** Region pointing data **
-- Opening Marker --

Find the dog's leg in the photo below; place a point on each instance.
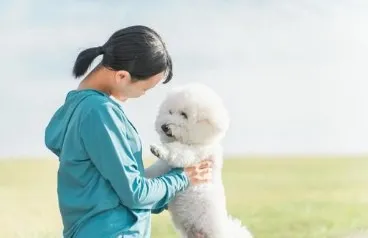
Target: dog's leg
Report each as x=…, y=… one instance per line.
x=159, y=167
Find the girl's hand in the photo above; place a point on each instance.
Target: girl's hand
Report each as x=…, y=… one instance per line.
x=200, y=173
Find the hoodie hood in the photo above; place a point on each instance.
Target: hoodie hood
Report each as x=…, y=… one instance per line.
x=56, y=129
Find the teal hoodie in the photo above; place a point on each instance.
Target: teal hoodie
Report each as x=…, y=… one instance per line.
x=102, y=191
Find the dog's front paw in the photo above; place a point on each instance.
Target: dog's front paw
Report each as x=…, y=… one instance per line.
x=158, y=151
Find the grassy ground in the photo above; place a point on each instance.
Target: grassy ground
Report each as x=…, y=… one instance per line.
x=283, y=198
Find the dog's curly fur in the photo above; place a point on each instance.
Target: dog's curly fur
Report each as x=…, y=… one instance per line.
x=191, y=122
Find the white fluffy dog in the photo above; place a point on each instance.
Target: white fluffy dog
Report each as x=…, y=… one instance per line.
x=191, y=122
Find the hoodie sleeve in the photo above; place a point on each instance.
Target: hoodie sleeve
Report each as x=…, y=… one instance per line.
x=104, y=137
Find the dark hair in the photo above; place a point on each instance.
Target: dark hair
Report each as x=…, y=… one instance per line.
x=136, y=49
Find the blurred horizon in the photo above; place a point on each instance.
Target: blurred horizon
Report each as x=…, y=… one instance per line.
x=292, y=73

-- Closing Marker --
-- Opening Marker --

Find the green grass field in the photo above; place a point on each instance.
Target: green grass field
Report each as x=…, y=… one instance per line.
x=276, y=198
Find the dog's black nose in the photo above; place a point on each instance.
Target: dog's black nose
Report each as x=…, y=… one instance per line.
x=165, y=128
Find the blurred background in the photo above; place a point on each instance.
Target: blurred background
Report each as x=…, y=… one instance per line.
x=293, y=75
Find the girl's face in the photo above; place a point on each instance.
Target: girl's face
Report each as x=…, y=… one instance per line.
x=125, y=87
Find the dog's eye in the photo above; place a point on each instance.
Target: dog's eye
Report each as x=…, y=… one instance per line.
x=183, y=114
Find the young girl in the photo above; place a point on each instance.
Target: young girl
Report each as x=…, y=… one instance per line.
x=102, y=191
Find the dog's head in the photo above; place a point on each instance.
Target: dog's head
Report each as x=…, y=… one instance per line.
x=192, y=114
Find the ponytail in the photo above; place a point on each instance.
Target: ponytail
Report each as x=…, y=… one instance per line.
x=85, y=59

-- Closing Marker --

** REQUIREMENT **
Retype exactly, and only, the lines above from the one where "Find the dog's black" occurs up to and including the one where "Target: blurred background" occurs.

** ANSWER TO THE EXERCISE **
Find the dog's black nose in the photo above; place a point on each instance.
Target: dog's black nose
Report each as x=…, y=… one instance per line.
x=165, y=128
Find the blurred background in the photo above; place a point on each instance.
Target: blurred background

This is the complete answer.